• _THE EXERCISE_: Pull out each line of the rows below that includes the string "turbine".

[Excerpts of labeled region data]
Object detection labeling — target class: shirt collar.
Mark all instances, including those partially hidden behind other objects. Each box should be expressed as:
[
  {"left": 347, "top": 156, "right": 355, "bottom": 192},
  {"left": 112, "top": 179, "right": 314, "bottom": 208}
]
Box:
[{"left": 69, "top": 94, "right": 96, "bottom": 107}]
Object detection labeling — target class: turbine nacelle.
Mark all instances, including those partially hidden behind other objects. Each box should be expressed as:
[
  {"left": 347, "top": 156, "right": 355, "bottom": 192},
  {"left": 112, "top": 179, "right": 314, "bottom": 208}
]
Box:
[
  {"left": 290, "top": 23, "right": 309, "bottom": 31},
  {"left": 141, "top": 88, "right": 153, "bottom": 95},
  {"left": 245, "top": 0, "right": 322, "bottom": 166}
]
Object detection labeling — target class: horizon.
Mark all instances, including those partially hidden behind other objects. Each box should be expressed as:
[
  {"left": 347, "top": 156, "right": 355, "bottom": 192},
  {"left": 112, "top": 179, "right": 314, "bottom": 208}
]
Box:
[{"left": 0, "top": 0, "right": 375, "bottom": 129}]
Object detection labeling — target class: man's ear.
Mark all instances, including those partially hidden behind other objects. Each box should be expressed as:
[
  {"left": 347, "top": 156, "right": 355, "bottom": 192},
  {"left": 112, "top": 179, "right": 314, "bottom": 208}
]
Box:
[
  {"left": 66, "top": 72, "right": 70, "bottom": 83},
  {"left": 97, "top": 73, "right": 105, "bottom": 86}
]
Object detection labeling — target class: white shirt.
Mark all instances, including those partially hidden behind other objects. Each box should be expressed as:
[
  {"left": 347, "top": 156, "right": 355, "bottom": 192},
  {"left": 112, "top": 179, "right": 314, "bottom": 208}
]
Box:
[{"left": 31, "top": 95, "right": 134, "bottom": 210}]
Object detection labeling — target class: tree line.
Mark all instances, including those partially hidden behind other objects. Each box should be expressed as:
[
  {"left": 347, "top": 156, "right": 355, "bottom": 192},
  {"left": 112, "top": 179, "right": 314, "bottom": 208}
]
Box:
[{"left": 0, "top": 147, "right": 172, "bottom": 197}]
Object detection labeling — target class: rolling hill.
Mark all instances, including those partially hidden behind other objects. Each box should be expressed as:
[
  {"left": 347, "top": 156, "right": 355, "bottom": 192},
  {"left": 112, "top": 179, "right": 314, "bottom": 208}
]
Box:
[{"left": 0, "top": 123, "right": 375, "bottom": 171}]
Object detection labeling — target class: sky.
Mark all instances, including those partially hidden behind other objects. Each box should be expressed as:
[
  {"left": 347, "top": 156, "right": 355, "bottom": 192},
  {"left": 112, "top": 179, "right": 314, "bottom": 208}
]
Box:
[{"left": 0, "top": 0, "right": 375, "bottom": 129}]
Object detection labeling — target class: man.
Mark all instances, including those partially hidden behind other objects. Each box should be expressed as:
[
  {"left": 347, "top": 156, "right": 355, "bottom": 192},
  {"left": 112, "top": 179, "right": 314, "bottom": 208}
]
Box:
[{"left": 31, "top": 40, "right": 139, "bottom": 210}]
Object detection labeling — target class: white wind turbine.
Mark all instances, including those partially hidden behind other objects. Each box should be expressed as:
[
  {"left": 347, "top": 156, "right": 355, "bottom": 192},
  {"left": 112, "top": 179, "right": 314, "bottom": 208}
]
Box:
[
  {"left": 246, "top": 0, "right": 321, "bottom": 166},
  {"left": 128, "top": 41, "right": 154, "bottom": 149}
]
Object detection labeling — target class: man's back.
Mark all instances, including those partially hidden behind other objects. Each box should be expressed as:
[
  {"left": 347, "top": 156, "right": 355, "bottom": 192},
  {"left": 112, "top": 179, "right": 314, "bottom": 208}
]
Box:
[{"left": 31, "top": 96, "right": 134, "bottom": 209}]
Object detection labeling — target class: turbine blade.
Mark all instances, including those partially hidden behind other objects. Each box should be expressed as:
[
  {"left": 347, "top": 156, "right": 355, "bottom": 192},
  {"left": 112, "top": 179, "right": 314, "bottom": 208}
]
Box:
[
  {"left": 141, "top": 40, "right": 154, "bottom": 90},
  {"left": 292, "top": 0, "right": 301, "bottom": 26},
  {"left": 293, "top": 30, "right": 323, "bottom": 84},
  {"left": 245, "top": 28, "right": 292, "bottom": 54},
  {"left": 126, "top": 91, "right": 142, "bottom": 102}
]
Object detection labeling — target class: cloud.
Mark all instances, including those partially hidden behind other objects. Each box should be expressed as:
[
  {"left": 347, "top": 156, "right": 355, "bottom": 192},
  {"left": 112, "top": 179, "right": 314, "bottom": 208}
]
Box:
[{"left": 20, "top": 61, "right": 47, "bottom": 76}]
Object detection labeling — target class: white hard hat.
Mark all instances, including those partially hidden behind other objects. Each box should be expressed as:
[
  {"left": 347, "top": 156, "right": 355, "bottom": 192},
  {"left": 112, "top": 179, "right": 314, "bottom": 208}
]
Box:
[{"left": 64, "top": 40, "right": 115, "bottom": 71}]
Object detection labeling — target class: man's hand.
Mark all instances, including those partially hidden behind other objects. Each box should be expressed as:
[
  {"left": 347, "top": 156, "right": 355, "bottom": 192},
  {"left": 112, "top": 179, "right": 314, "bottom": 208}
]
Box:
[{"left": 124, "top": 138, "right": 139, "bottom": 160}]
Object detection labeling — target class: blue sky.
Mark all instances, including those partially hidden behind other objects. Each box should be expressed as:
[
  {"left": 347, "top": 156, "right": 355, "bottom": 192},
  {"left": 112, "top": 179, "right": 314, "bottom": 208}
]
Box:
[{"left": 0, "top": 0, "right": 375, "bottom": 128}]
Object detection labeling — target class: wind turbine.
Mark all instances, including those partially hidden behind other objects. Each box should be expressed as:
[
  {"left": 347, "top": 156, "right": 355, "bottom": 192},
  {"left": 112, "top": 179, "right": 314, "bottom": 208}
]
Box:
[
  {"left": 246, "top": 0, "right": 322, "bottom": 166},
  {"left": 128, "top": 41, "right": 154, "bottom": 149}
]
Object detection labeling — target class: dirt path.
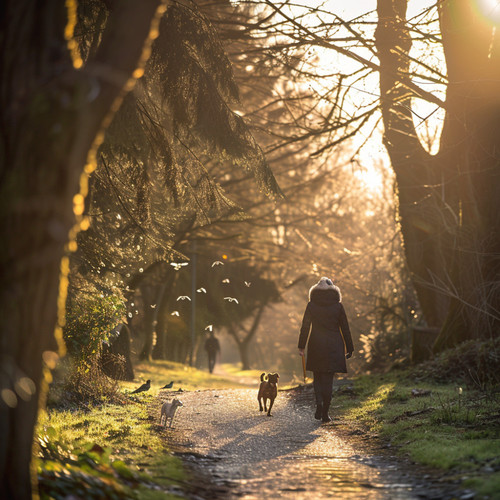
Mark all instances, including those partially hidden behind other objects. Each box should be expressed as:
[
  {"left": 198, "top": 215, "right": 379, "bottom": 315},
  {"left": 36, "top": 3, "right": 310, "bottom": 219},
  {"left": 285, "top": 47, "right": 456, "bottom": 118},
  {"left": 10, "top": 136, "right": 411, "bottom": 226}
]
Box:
[{"left": 158, "top": 388, "right": 472, "bottom": 500}]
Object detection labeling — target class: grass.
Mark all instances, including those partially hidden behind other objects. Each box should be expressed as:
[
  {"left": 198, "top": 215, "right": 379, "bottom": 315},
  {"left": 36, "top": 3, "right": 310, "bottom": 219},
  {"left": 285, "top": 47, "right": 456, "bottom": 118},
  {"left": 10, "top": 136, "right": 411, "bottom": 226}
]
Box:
[
  {"left": 333, "top": 372, "right": 500, "bottom": 499},
  {"left": 39, "top": 361, "right": 500, "bottom": 500},
  {"left": 38, "top": 361, "right": 253, "bottom": 500}
]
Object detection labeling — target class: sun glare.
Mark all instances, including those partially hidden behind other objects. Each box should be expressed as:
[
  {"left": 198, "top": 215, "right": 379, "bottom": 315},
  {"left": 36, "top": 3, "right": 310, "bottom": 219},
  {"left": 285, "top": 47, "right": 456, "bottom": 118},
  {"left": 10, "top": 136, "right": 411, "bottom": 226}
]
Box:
[{"left": 476, "top": 0, "right": 500, "bottom": 25}]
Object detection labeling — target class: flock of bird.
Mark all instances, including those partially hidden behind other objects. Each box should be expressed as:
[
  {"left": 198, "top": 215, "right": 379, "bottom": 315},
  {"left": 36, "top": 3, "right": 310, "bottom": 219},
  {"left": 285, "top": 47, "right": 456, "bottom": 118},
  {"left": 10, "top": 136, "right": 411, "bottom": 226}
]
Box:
[{"left": 170, "top": 260, "right": 252, "bottom": 318}]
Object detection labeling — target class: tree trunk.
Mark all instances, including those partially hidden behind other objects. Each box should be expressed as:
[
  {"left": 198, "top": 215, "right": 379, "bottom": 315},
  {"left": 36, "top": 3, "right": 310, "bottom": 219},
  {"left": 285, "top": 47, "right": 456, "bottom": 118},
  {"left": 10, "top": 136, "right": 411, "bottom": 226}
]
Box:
[
  {"left": 436, "top": 0, "right": 500, "bottom": 349},
  {"left": 0, "top": 0, "right": 164, "bottom": 499},
  {"left": 376, "top": 0, "right": 500, "bottom": 349},
  {"left": 375, "top": 0, "right": 449, "bottom": 327}
]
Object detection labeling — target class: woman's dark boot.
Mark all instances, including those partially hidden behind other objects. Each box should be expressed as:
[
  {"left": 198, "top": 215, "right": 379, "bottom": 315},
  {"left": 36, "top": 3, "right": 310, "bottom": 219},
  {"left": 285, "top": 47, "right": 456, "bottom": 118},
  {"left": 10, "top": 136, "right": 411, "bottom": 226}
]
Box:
[{"left": 321, "top": 401, "right": 332, "bottom": 423}]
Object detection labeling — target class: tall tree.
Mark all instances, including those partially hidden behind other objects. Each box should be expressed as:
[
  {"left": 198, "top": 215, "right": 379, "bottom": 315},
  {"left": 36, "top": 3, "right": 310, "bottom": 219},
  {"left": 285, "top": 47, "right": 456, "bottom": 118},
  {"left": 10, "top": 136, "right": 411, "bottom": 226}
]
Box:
[
  {"left": 0, "top": 0, "right": 165, "bottom": 499},
  {"left": 375, "top": 0, "right": 500, "bottom": 349},
  {"left": 244, "top": 0, "right": 500, "bottom": 349}
]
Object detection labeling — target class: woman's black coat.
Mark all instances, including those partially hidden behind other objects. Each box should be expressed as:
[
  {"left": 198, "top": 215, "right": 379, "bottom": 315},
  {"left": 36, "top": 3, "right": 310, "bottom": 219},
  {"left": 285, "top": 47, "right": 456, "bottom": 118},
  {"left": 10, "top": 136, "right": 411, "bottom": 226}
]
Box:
[{"left": 299, "top": 285, "right": 354, "bottom": 373}]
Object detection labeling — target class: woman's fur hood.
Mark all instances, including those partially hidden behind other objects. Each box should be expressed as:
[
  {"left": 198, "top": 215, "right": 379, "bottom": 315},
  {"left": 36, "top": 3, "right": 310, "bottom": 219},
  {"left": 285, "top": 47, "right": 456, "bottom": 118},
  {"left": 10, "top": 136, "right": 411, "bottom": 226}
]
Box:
[{"left": 309, "top": 277, "right": 342, "bottom": 302}]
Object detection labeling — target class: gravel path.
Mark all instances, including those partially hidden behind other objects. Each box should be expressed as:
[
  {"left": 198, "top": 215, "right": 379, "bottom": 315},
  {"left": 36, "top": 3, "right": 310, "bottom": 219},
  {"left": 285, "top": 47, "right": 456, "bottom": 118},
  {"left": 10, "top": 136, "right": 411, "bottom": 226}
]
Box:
[{"left": 155, "top": 386, "right": 466, "bottom": 500}]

• _ANSWER IN FULL_:
Object detection labeling — target class: turbine nacelle.
Object detection labeling — target class: white wind turbine.
Object detection labeling — target class: turbine blade.
Object detection labeling — target class: wind turbine.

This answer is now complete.